Notário anglo-saxão: sim, ele está presente na Austrália e na Nova Zelândia

Muito se afirma que o sistema anglo-saxão não comporta a função notarial. Esta não é a realidade na Austrália e na Nova Zelândia, países de origem britânica onde a atuação notarial é requisitada para a prática de atos autênticos destinados a terem eficácia e validade no exterior. A profissão requer formação específica e está presente em todos os Estados e territórios australianos, como explica Michael Bula, representante especial do Colégio Notarial Australiano e da Nova Zelândia que trabalha para a inclusão destes países como observadores junto a União Internacional do Notariado (UINL). “Diálogos sobre a circulação de atos que vão e vêm do sistema notarial latino para o anglo-saxão e vice-versa devem ser empreendidos para melhorar mutualmente ambos os sistemas”.

CNB-CF – Como é o papel do notariado no sistema Anglo-Saxão?

= Linhas de dados =

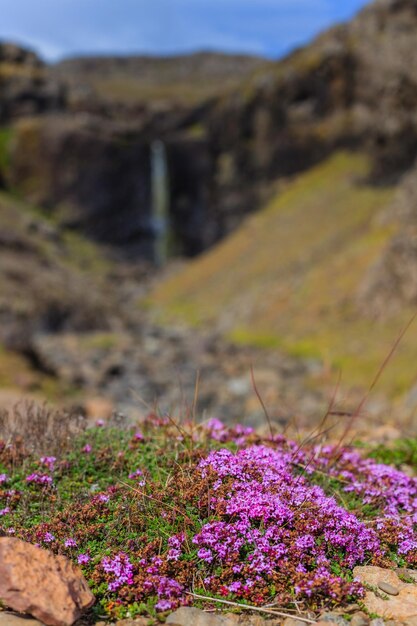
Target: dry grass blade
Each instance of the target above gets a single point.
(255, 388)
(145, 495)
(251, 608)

...

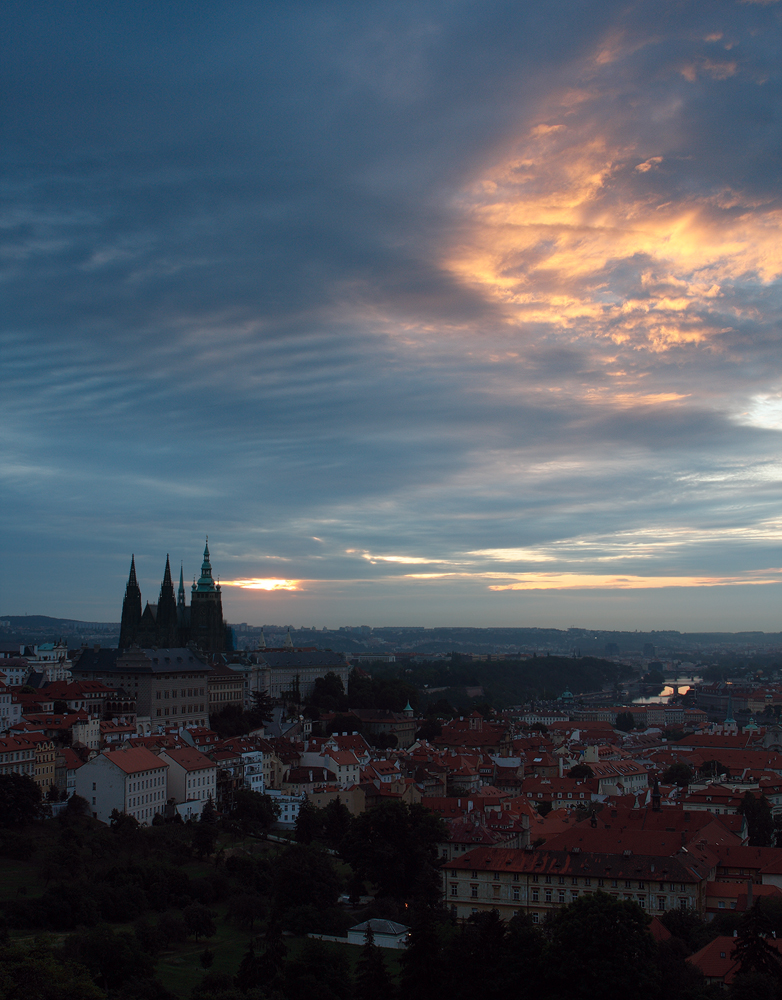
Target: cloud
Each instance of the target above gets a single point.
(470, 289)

--

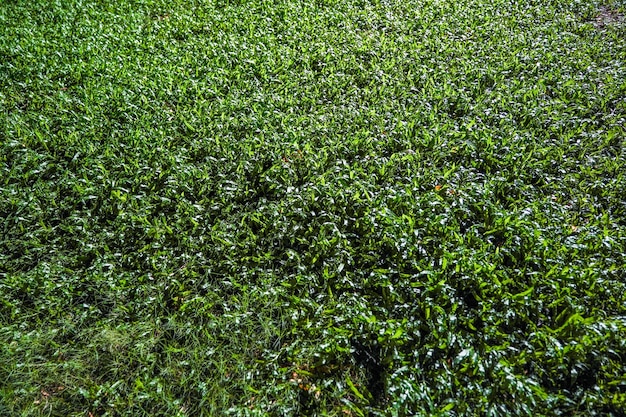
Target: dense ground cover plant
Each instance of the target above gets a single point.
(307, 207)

= Instrução =
Edite o trecho do texto sobre o notariado na Austrália e na Nova Zelândia que começa em "Muito se afirma" e segue até "no sistema Anglo-Saxão?", substituindo "formação específica" por "qualificação específica". Baseie-se unicamente no texto para leitura.

= Resposta =
Muito se afirma que o sistema anglo-saxão não comporta a função notarial. Esta não é a realidade na Austrália e na Nova Zelândia, países de origem britânica onde a atuação notarial é requisitada para a prática de atos autênticos destinados a terem eficácia e validade no exterior. A profissão requer qualificação específica e está presente em todos os Estados e territórios australianos, como explica Michael Bula, representante especial do Colégio Notarial Australiano e da Nova Zelândia que trabalha para a inclusão destes países como observadores junto a União Internacional do Notariado (UINL). “Diálogos sobre a circulação de atos que vão e vêm do sistema notarial latino para o anglo-saxão e vice-versa devem ser empreendidos para melhorar mutualmente ambos os sistemas”.

CNB-CF – Como é o papel do notariado no sistema Anglo-Saxão?